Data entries
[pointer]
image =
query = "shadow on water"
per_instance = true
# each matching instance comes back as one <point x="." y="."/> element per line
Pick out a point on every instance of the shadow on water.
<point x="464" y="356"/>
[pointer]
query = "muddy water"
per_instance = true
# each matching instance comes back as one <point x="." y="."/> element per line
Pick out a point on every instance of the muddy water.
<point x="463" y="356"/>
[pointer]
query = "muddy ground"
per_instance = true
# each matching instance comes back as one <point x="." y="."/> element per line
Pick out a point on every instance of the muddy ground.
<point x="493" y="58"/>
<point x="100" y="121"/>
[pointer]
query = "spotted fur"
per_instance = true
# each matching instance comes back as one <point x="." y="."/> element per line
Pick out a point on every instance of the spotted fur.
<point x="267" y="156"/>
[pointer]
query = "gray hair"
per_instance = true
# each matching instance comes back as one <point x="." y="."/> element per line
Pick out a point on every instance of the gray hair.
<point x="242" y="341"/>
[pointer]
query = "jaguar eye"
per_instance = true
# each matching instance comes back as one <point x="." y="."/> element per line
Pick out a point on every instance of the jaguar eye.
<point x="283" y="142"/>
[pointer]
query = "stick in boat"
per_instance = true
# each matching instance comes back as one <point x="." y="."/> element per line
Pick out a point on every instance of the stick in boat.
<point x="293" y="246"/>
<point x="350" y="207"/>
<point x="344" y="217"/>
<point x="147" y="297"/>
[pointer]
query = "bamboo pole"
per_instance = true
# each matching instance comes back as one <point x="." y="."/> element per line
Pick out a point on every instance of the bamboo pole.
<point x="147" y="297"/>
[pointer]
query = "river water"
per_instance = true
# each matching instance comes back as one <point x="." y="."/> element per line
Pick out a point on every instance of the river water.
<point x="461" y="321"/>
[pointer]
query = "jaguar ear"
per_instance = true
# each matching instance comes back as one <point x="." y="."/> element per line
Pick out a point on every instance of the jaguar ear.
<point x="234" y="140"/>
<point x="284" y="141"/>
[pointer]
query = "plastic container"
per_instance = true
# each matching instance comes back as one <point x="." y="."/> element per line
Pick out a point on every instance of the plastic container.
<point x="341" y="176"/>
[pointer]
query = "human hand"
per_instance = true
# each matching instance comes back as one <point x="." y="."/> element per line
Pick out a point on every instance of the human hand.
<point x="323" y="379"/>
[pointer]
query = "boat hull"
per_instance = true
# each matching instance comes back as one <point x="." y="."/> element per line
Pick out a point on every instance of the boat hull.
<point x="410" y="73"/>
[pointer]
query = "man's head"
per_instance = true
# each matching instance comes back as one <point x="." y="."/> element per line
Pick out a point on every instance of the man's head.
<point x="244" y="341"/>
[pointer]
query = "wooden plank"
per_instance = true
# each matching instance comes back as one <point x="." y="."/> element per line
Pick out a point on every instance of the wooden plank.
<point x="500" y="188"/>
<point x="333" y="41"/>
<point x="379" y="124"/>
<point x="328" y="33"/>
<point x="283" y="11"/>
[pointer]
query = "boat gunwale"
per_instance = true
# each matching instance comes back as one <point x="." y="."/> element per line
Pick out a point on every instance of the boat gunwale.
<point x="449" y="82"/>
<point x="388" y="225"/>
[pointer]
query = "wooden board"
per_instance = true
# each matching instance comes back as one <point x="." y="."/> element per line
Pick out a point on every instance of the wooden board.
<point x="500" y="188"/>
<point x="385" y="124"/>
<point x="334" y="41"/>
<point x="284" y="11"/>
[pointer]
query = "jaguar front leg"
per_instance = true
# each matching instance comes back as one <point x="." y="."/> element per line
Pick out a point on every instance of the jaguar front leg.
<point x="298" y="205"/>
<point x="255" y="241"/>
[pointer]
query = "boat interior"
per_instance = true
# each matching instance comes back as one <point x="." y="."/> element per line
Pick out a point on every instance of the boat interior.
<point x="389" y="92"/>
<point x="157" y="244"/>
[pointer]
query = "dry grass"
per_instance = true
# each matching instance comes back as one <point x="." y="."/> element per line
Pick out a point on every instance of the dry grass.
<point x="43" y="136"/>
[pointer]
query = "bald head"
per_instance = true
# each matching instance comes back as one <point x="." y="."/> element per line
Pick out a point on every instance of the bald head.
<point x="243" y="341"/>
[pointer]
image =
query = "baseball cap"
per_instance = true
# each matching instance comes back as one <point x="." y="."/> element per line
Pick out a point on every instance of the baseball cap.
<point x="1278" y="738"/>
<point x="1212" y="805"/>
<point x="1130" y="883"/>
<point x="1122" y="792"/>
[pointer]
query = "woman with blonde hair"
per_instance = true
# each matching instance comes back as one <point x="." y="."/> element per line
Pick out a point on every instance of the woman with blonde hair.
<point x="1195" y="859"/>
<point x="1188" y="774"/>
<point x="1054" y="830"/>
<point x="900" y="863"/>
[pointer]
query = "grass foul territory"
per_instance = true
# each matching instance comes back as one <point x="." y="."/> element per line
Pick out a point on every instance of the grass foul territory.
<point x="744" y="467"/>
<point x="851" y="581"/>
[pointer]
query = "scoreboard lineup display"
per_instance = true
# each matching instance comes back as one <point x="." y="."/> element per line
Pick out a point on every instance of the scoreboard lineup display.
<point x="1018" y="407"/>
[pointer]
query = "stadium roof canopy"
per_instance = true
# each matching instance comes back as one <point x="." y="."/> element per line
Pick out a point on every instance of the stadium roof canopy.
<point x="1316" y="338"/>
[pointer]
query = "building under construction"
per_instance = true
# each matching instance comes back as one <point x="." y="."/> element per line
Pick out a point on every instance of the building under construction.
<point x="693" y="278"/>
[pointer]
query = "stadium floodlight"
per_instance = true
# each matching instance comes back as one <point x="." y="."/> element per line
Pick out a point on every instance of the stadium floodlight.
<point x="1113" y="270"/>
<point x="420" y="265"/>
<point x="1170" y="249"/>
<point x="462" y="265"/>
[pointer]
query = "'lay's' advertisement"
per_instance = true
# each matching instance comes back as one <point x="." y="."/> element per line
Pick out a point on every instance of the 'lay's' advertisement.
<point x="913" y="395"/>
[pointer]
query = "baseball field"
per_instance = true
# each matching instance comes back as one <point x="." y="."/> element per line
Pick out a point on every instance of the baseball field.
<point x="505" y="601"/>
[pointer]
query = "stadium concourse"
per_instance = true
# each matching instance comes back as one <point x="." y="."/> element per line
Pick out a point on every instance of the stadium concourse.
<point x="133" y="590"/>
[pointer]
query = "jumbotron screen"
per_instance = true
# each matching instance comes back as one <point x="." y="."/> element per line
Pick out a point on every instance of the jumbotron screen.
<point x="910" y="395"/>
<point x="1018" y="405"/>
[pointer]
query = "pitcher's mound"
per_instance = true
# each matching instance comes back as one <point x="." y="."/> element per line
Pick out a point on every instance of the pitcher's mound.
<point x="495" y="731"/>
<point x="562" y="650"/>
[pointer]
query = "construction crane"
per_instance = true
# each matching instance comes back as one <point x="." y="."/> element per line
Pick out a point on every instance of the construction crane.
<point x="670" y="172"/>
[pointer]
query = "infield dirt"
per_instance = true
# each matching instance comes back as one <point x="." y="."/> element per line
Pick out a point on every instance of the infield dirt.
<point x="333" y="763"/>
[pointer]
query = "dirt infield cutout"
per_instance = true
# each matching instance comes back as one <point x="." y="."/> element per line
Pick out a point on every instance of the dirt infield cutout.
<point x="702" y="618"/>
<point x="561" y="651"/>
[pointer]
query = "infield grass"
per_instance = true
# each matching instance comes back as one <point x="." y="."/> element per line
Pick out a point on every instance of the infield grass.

● **Objective**: Print every entry exactly as it appears.

● **Solution below**:
[pointer]
image =
query = "shadow on water"
per_instance = true
# each matching instance comes back as one <point x="." y="."/> element per line
Pick out a point on every instance of the shadow on water.
<point x="464" y="356"/>
[pointer]
query = "muddy water"
per_instance = true
# each matching instance comes back as one <point x="." y="."/> element per line
Pick out a point on every instance of the muddy water.
<point x="463" y="356"/>
[pointer]
query = "muddy ground"
per_instance = true
# each matching instance comes back as one <point x="." y="."/> element per line
Pick out a point on every instance of the muddy ground.
<point x="493" y="58"/>
<point x="100" y="121"/>
[pointer]
query = "spotted fur"
per_instance = true
# each matching instance comes back as one <point x="." y="."/> element per line
Pick out a point on every instance of the spotted fur.
<point x="267" y="156"/>
[pointer]
query = "gray hair"
per_instance = true
# each matching instance comes back as one <point x="." y="."/> element per line
Pick out a point on every instance of the gray hair.
<point x="242" y="341"/>
[pointer]
query = "jaguar eye"
per_instance = true
# each matching instance comes back as one <point x="." y="."/> element per line
Pick out a point on every instance of the jaguar eye.
<point x="283" y="142"/>
[pointer]
query = "stick in boat"
per_instance = true
# each matching instance comes back as one <point x="." y="."/> element per line
Pick out a point on every instance of the stick in boat.
<point x="293" y="246"/>
<point x="350" y="207"/>
<point x="344" y="217"/>
<point x="147" y="297"/>
[pointer]
query = "bamboo pole"
per_instance = true
# each matching instance comes back as one <point x="." y="."/> element per line
Pick out a point on every instance of the bamboo pole.
<point x="147" y="297"/>
[pointer]
query = "river water"
per_instance = true
# each matching instance comes back as one <point x="." y="."/> element per line
Pick out a point on every instance of the river water.
<point x="461" y="321"/>
[pointer]
query = "jaguar ear"
per_instance = true
# each matching instance comes back as one <point x="." y="."/> element per line
Pick out a point on every instance of the jaguar ear.
<point x="234" y="140"/>
<point x="284" y="141"/>
[pointer]
query = "plastic container"
per_instance = true
# each matching instance comes back as one <point x="." y="."/> element per line
Pick out a point on every instance of the plastic container.
<point x="341" y="176"/>
[pointer]
query = "human hand"
per_instance = true
# each matching instance comes back as one <point x="." y="."/> element per line
Pick out a point on every instance of the human hand.
<point x="323" y="379"/>
[pointer]
query = "boat hull"
per_instance = true
# each matching instance comes back as one <point x="." y="."/> element per line
Pick out a point on every instance of the boat hull.
<point x="410" y="73"/>
[pointer]
query = "man's head"
per_instance = true
# each matching instance comes back as one <point x="." y="."/> element per line
Pick out a point on every instance of the man's head.
<point x="244" y="341"/>
[pointer]
query = "wooden plank"
per_instance = true
# each matching instance comes back as one <point x="." y="."/> element per line
Pick out a point on every instance of the wooden plank.
<point x="500" y="188"/>
<point x="333" y="41"/>
<point x="379" y="124"/>
<point x="328" y="33"/>
<point x="283" y="11"/>
[pointer]
query = "boat gunwale"
per_instance = true
# each matching instance comes back as one <point x="." y="."/> element per line
Pick out a point on every instance of the boat gunwale.
<point x="449" y="82"/>
<point x="388" y="225"/>
[pointer]
query = "wooden board"
per_instance = true
# each matching instance comes back as one <point x="." y="."/> element per line
Pick out a point on every instance of the wooden board.
<point x="500" y="188"/>
<point x="385" y="124"/>
<point x="334" y="41"/>
<point x="284" y="11"/>
[pointer]
query = "jaguar front leg"
per_instance = true
# each matching instance comes back as one <point x="." y="."/> element per line
Pick out a point on every instance of the jaguar front leg.
<point x="298" y="205"/>
<point x="255" y="241"/>
[pointer]
query = "boat interior"
per_instance = true
# each matching instance comes back as one <point x="." y="."/> element per line
Pick out a point on every instance of the boat interior.
<point x="389" y="92"/>
<point x="157" y="244"/>
[pointer]
query = "dry grass"
per_instance = true
# each matching instance comes back as one <point x="." y="."/> element per line
Pick out a point on every instance of the dry grass.
<point x="43" y="136"/>
[pointer]
query = "bald head"
per_instance = true
# each matching instance comes back as one <point x="." y="."/> element per line
Pick out a point on every instance of the bald head.
<point x="243" y="341"/>
[pointer]
image =
query = "baseball cap"
per_instance = true
# each matching instance comes back as one <point x="." y="."/> element per line
Pick out a point on every instance of the baseball cap.
<point x="1278" y="738"/>
<point x="1212" y="805"/>
<point x="1130" y="883"/>
<point x="1122" y="792"/>
[pointer]
query = "woman with blonde hair"
per_instance = true
# each matching instance comes back as one <point x="." y="."/> element per line
Pick out a point on every instance of the woman with blonde hair.
<point x="1195" y="859"/>
<point x="1188" y="774"/>
<point x="1054" y="830"/>
<point x="900" y="863"/>
[pointer]
query = "grass foul territory"
per_instance = true
# each matching instance comes back as one <point x="." y="."/> element per line
Pick out a point on every instance of the grass foul territory.
<point x="744" y="467"/>
<point x="851" y="581"/>
[pointer]
query = "scoreboard lineup display"
per_instance = true
# each matching instance comes back as one <point x="." y="."/> element per line
Pick out a point on every instance of the scoreboard lineup display.
<point x="1018" y="407"/>
[pointer]
query = "stadium roof canopy"
per_instance = true
# each matching instance comes back as one <point x="." y="."/> element per line
Pick out a point on every instance of the stadium roof canopy.
<point x="1316" y="338"/>
[pointer]
query = "building under construction"
per_instance = true
# each matching instance comes back as one <point x="." y="."/> element per line
Pick out a point on every instance of the building under construction.
<point x="693" y="278"/>
[pointer]
query = "stadium floodlight"
per_instance = true
# each matching instance comes back as one <point x="." y="."/> element per line
Pick out a point on every instance of the stadium floodlight.
<point x="1113" y="270"/>
<point x="420" y="265"/>
<point x="1170" y="249"/>
<point x="462" y="265"/>
[pointer]
query = "'lay's' advertisement"
per_instance = true
# each matching instance comes back as one <point x="." y="."/> element per line
Pick out a point on every instance of the 'lay's' advertisement.
<point x="913" y="395"/>
[pointer]
query = "baseball field"
per_instance = true
# each matching instance comes back as one <point x="." y="."/> element per line
Pick out a point on every instance of the baseball field.
<point x="505" y="601"/>
[pointer]
query = "stadium concourse"
per_instance = true
# each matching instance comes back as one <point x="." y="."/> element per line
Pick out a point on every instance of the stadium concourse.
<point x="133" y="590"/>
[pointer]
query = "jumbotron screen"
per_instance = true
# each matching instance comes back as one <point x="." y="."/> element per line
Pick out a point on every instance of the jumbotron screen.
<point x="910" y="395"/>
<point x="1018" y="405"/>
[pointer]
query = "pitcher's mound"
per_instance = true
# each matching instance comes back as one <point x="." y="."/> element per line
Pick out a point on every instance of the pitcher's mound.
<point x="495" y="731"/>
<point x="562" y="650"/>
[pointer]
query = "construction crane"
per_instance = true
# each matching instance comes back as one <point x="." y="."/> element per line
Pick out a point on every instance of the construction crane.
<point x="670" y="172"/>
[pointer]
query = "infield dirt"
per_instance = true
# each matching instance comes back as one <point x="." y="."/> element per line
Pick out a point on every instance of the infield dirt.
<point x="333" y="763"/>
[pointer]
query = "dirt infield cutout"
per_instance = true
# each matching instance comes back as one <point x="." y="."/> element per line
Pick out a point on every instance of the dirt infield cutout.
<point x="702" y="618"/>
<point x="561" y="651"/>
[pointer]
query = "infield grass"
per_instance = true
# each matching instance comes back as one <point x="." y="."/> element per line
Pick out a point on every instance of the infield grass.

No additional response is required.